--- Begin ---

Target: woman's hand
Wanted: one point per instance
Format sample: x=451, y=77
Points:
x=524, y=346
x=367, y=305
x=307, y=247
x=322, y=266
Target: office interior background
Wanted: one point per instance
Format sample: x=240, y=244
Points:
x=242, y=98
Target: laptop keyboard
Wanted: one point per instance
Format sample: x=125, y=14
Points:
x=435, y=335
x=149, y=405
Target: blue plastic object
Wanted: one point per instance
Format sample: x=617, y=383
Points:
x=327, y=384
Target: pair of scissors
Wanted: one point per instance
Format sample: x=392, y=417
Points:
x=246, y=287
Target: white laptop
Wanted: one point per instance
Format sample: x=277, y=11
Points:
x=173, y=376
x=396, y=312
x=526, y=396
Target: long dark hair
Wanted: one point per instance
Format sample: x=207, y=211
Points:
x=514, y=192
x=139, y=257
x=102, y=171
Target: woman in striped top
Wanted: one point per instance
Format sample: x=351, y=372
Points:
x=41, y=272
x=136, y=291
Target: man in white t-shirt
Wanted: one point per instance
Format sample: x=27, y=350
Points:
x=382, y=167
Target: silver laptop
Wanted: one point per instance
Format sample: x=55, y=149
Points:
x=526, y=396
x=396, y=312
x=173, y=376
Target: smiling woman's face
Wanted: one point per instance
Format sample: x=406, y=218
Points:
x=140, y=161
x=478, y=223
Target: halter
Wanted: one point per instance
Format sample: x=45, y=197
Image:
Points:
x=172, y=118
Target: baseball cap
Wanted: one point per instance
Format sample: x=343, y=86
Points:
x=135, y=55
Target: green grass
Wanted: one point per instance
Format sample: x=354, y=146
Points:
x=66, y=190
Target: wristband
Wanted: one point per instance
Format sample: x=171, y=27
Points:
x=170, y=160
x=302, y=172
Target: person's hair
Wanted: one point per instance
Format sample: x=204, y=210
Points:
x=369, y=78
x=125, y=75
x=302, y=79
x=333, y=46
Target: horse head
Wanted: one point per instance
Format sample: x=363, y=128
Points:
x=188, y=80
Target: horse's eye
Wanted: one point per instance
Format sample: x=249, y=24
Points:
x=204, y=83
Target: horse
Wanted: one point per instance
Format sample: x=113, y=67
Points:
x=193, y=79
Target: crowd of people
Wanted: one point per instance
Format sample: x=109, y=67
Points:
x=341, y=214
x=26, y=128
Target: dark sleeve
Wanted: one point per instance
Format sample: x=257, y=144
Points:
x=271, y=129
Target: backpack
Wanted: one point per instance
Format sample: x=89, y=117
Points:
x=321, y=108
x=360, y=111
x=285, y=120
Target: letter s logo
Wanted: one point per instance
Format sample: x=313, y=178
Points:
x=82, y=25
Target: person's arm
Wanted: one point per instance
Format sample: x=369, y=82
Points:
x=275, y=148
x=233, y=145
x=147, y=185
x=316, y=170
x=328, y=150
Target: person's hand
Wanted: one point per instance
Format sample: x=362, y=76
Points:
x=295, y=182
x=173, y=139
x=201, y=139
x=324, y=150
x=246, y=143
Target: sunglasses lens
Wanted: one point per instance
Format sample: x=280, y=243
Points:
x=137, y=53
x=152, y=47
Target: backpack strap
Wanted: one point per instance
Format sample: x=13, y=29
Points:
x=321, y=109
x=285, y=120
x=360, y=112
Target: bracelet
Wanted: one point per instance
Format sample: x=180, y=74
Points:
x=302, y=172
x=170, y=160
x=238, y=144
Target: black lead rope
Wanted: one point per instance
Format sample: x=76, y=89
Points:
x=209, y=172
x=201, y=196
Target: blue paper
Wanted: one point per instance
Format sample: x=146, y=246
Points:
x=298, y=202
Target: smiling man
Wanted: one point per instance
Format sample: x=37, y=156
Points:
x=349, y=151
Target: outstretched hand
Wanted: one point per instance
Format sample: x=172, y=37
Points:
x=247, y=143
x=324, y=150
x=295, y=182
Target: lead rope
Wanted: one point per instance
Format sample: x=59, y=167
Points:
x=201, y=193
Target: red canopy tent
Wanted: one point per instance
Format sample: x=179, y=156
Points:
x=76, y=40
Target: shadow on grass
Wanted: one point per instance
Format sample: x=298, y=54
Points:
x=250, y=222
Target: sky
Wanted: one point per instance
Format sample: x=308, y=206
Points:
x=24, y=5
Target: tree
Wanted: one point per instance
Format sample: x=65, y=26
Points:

--- End ---

WORK INSTRUCTIONS :: Copy these lines in full, substituting "Example" for every occurrence of "Format sample" and leaving everything else unchanged.

EXERCISE OUTPUT ::
Target: woman's hand
Wanted: one point per instance
Example: x=451, y=77
Points:
x=524, y=346
x=367, y=305
x=307, y=247
x=322, y=266
Target: office interior background
Wanted: one point per instance
Example: x=240, y=244
Points:
x=242, y=98
Target: laptop keyboard
Wanted: one point per instance
Example: x=125, y=14
Points:
x=435, y=335
x=149, y=405
Target: blue plastic object
Wanted: one point per instance
Example: x=617, y=383
Points:
x=327, y=384
Target: pair of scissors
Wanted: one point per instance
Example: x=392, y=417
Points:
x=246, y=287
Target: white laptop
Wanted: one point per instance
Example: x=277, y=11
Points:
x=173, y=376
x=396, y=312
x=526, y=396
Target: long dark hair
Wanted: one point per instance
Example: x=207, y=211
Points:
x=514, y=192
x=139, y=257
x=102, y=171
Target: woman in striped top
Wanted: one point per instance
Example: x=351, y=372
Points:
x=41, y=272
x=136, y=291
Target: man in white t-shirt
Wanted: one point per instance
Example: x=27, y=350
Points:
x=382, y=167
Target: silver laptop
Wanted: one point per instance
Example: x=55, y=149
Points:
x=526, y=396
x=396, y=312
x=173, y=376
Target: smiling woman's face
Wanted: one point per instance
Example: x=406, y=218
Points:
x=140, y=161
x=478, y=223
Target: halter
Wanted: one point per instance
Example: x=45, y=197
Image:
Points:
x=172, y=118
Target: baseball cap
Wanted: one point per instance
Example: x=343, y=86
Points:
x=135, y=55
Target: green grass
Wanted: one point per instance
Example: x=354, y=146
Points:
x=66, y=190
Target: wristband
Wanted: one point per instance
Example: x=171, y=27
Points:
x=170, y=160
x=302, y=172
Target: person's hair
Wanted: one point per instance
Example: x=204, y=210
Points:
x=369, y=78
x=125, y=75
x=302, y=79
x=333, y=46
Target: horse head
Wanted: one point per instance
Example: x=363, y=128
Points:
x=188, y=80
Target: horse's eye
Wanted: one point per instance
Example: x=249, y=24
Points:
x=204, y=83
Target: horse
Wanted: one point per instance
Example: x=113, y=67
Points:
x=193, y=79
Target: crowd of people
Wanted: one point per instance
Example: x=109, y=67
Points:
x=341, y=214
x=26, y=128
Target: dark sleeve
Wanted: one point per instance
Example: x=257, y=144
Points:
x=271, y=129
Target: backpack
Wanted: one point per instance
Example: x=89, y=117
Points:
x=321, y=108
x=360, y=111
x=285, y=120
Target: letter s logo
Wanted: one point per instance
Example: x=313, y=178
Points:
x=82, y=25
Target: person's arm
Wanted: one point per instance
Example: x=369, y=82
Points:
x=275, y=148
x=233, y=145
x=147, y=185
x=316, y=170
x=328, y=150
Target: person's hand
Wanted: one point per instance
Example: x=362, y=76
Points:
x=295, y=182
x=173, y=139
x=201, y=139
x=324, y=150
x=246, y=143
Target: sunglasses lens
Wanted: one point per instance
Example: x=280, y=243
Points:
x=137, y=53
x=152, y=47
Target: backpack strap
Wanted: one point per instance
Example: x=13, y=29
Points:
x=321, y=109
x=285, y=120
x=360, y=112
Target: bracelet
Wanted: one point per instance
Example: x=180, y=74
Points:
x=302, y=172
x=170, y=160
x=238, y=144
Target: black lead rope
Wanted: one point per instance
Example: x=76, y=89
Points:
x=209, y=172
x=201, y=196
Target: blue paper
Wanted: one point per instance
Example: x=146, y=246
Points:
x=298, y=202
Target: smiling man
Wanted: one point per instance
Example: x=37, y=156
Points:
x=349, y=151
Target: outstretched hand
Wanted: one point per instance
Example: x=172, y=37
Points:
x=247, y=143
x=324, y=150
x=295, y=182
Target: lead rope
Wanted: one point per instance
Example: x=59, y=167
Points:
x=201, y=193
Target: red canopy tent
Wanted: one point per instance
Example: x=179, y=156
Points:
x=76, y=40
Target: shadow on grass
Wanted: one point per instance
Example: x=298, y=54
Points:
x=250, y=222
Target: sky
Wanted: one point per instance
Example: x=308, y=206
Points:
x=24, y=5
Target: tree
Wanted: one point per instance
Example: x=65, y=26
Points:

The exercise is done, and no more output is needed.